> EXERCISE INSTRUCTIONS
Exact reproduction required: the lines below from the line with "Label a point on each instance of the gray" to the line with "Label a point on each instance of the ceiling speaker.", both ends included, and no others.

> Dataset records
###
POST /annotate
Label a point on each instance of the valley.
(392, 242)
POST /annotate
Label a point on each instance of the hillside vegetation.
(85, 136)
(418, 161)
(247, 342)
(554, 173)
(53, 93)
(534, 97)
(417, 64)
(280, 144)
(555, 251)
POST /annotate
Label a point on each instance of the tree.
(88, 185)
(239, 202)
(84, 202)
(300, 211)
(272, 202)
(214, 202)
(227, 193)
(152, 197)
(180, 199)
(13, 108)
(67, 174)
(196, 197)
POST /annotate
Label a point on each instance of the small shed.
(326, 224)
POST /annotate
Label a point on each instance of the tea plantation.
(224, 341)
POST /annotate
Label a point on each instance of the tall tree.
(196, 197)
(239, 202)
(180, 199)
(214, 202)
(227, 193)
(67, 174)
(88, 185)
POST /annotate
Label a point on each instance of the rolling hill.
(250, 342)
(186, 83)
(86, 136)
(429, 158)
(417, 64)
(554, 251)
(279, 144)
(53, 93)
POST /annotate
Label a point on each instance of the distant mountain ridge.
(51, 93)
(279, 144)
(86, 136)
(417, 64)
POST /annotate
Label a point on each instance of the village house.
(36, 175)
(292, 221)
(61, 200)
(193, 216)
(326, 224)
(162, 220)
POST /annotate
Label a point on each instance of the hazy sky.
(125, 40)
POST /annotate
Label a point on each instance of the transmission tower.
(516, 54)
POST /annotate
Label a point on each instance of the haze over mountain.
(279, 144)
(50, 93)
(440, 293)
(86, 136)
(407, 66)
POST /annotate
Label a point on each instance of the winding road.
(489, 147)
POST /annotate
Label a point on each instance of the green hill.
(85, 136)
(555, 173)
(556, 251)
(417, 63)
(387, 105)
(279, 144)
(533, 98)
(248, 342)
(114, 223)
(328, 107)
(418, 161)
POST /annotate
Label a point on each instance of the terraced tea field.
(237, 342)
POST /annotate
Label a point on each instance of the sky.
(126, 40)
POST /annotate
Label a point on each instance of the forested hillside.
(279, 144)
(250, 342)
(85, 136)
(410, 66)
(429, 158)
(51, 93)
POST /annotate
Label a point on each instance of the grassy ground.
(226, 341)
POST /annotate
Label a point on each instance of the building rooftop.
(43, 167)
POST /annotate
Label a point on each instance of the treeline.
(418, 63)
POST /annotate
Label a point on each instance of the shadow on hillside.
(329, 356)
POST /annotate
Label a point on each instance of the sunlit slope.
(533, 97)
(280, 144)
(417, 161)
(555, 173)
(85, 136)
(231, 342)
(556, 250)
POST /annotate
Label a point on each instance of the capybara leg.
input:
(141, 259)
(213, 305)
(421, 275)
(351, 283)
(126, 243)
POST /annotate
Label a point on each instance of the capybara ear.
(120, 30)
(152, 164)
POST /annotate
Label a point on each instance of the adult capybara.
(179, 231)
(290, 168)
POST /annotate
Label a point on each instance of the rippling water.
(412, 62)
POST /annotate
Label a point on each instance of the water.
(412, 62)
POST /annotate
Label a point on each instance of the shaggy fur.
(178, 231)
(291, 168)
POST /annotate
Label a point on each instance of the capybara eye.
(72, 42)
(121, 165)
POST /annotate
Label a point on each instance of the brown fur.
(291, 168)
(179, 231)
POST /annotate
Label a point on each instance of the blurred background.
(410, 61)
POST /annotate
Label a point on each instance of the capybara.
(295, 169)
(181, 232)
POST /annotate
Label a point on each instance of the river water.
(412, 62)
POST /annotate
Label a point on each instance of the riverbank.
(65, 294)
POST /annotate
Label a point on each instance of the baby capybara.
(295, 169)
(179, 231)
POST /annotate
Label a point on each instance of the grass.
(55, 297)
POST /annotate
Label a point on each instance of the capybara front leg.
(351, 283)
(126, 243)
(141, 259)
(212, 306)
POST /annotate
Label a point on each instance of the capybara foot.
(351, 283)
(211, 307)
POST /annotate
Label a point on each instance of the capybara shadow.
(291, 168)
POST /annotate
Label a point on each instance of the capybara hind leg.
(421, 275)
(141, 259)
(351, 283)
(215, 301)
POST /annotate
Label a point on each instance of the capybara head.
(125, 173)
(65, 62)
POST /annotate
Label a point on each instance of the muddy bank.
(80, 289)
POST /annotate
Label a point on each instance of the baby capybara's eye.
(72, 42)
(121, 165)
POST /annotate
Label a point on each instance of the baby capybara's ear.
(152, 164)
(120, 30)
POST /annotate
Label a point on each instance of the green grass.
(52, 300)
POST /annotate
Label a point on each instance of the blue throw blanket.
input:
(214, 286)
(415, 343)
###
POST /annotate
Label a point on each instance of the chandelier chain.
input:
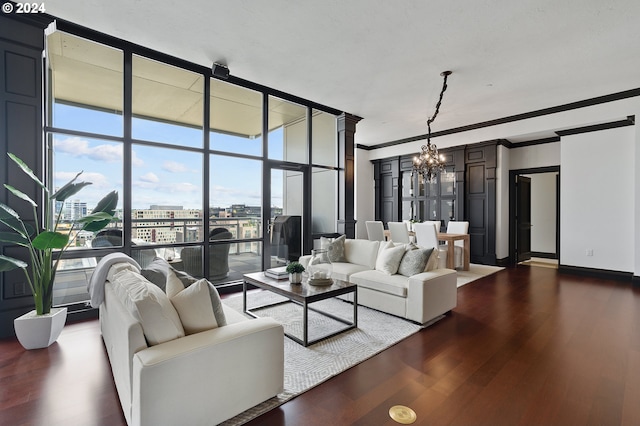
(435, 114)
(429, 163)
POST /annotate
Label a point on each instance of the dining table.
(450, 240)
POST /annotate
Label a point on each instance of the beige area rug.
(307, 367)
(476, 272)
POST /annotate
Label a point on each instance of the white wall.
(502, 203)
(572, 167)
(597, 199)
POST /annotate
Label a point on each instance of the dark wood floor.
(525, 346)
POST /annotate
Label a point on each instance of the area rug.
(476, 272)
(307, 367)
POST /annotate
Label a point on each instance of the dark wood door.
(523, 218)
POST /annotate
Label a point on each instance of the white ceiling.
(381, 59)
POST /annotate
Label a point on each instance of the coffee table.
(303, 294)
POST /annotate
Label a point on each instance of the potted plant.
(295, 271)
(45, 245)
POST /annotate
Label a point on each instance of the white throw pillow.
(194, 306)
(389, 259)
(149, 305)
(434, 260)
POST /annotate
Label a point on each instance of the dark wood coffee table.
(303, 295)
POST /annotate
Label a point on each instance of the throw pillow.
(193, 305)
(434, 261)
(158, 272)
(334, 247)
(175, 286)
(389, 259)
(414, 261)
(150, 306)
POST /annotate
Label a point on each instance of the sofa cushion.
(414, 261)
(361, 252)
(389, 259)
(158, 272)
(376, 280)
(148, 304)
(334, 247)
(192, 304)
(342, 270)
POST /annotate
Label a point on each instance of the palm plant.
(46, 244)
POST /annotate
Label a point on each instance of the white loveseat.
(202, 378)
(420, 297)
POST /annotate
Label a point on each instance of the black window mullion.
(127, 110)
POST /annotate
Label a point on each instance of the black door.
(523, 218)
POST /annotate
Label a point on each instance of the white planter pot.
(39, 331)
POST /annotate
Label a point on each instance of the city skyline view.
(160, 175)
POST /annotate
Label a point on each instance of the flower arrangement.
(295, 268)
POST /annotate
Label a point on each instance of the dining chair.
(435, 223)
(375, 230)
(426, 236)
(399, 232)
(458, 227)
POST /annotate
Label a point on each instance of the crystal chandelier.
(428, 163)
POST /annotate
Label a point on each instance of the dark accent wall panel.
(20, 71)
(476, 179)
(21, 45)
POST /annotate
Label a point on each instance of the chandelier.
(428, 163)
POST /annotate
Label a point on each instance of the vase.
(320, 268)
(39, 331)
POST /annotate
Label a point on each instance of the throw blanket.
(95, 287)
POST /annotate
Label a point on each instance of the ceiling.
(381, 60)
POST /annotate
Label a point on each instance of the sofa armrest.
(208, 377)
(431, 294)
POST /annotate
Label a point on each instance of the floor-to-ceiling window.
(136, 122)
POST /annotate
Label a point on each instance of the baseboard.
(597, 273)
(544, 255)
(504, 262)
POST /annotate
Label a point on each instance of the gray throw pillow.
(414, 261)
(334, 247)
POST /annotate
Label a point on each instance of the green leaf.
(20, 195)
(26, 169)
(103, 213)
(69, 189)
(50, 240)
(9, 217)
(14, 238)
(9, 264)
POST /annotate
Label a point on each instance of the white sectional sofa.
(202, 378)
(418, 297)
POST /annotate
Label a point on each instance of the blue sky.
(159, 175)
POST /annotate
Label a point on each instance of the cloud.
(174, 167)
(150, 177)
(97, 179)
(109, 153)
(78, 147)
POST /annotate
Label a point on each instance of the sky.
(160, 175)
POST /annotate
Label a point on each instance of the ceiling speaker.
###
> TASK RESPONSE
Label a point on each instance of the gray throw pillow.
(414, 261)
(334, 247)
POST /annotate
Label a point on each instance of the green leaf.
(20, 195)
(26, 169)
(103, 213)
(69, 189)
(50, 240)
(9, 217)
(14, 238)
(9, 264)
POST /annotate
Label a point on each instance of the white sectional sofa.
(202, 378)
(418, 297)
POST /annotate
Label a point on each instance of the blue sky.
(159, 175)
POST /annotate
Label a point on each instance of the cloud.
(174, 167)
(150, 177)
(97, 179)
(109, 153)
(78, 147)
POST /annotate
Label a point on each instance of the sky.
(160, 175)
POST /annotate
Label a point on each instance of the ceiling speaker.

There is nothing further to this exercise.